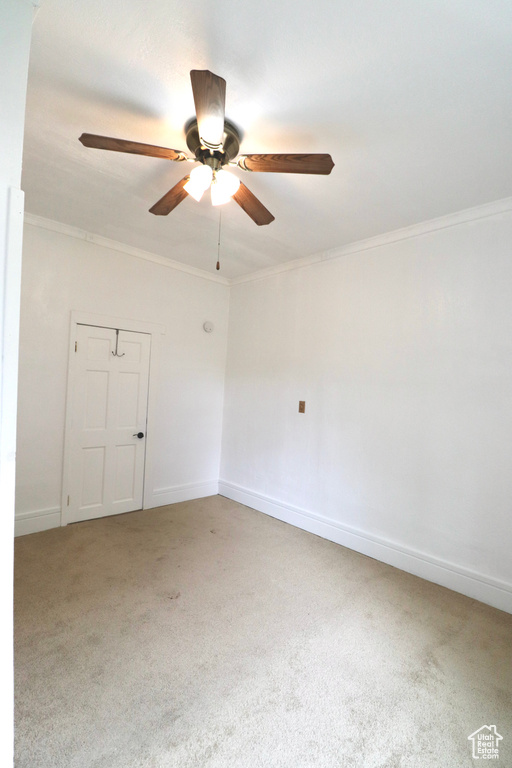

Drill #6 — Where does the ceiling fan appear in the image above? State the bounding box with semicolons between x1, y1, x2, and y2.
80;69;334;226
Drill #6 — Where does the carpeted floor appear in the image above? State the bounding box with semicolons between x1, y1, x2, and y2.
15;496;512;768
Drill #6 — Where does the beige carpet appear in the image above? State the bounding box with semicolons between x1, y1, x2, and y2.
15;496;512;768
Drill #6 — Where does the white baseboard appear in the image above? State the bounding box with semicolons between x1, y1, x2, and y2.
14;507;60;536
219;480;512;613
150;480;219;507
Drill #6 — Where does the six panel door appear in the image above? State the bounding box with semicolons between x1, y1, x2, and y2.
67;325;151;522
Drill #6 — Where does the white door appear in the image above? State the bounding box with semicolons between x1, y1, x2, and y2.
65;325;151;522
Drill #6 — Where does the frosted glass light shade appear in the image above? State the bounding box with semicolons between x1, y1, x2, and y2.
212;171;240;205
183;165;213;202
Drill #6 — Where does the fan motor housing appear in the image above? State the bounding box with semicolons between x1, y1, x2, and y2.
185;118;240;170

==

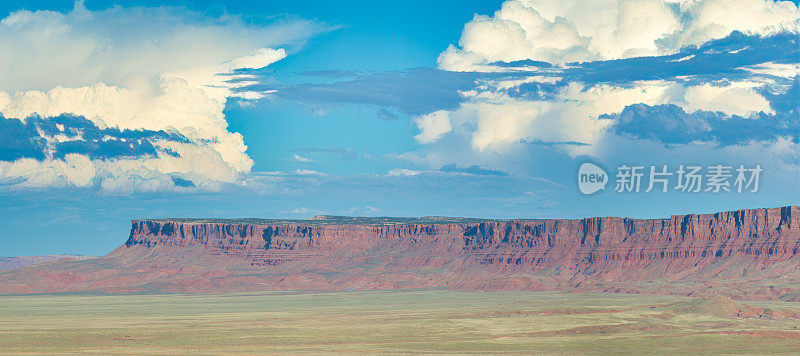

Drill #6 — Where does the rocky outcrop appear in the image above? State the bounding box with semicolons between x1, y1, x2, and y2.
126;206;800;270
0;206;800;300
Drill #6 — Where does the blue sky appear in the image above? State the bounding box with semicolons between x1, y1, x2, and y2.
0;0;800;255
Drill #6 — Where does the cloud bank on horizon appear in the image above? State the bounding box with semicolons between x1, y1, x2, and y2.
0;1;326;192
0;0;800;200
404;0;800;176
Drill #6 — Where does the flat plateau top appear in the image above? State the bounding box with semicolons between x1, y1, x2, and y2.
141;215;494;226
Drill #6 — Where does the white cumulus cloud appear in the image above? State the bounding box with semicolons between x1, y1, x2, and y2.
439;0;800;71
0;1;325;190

> _O QUE FAZER_: Por favor, reescreva todas as linhas, começando pela que contém "Drill #6 — Where does the ceiling" e seguindo até a que contém "183;165;213;202", ambas incluídas. Multiplique por 2,55 cada coordenada das caixas delimitadoras e arredonde para o inteiro mais próximo, com as metades para cima.

> _RESPOSTA_:
Drill #6 — Where does the ceiling fan appear in the image above? State the bounding box with semicolons between x1, y1, x2, and y2.
204;176;852;576
Drill #6 — Where does the carpeted floor appear in the image above? State the bounding box with semicolons between x1, y1, x2, and y2.
38;1265;1306;1958
Drill #6 — Where does the beige carpet appear in the image above? State the bounding box with semicolons between x1, y1, x2, and y2.
38;1265;1306;1958
Drill #6 — Where does the white baseboard appear in the image above? State the bounding box with semicolons between x1, y1, x2, and y2.
36;1293;153;1367
558;1224;1306;1563
383;1224;558;1293
Drill #6 — Where does the six panel door appear in the image above? State the bounding box with semicolons between x1, y1, x2, and y2.
171;829;385;1331
Drill #6 — Where does the white door appear in the image above? State the bounding box with semicolons between x1, y1, x2, and y2.
166;829;385;1331
Drill #6 — Where does the frosted glass light shade appear in the image above? State the bounding box with semicolons between x1, y1, x2, and y2.
541;436;612;523
467;421;543;515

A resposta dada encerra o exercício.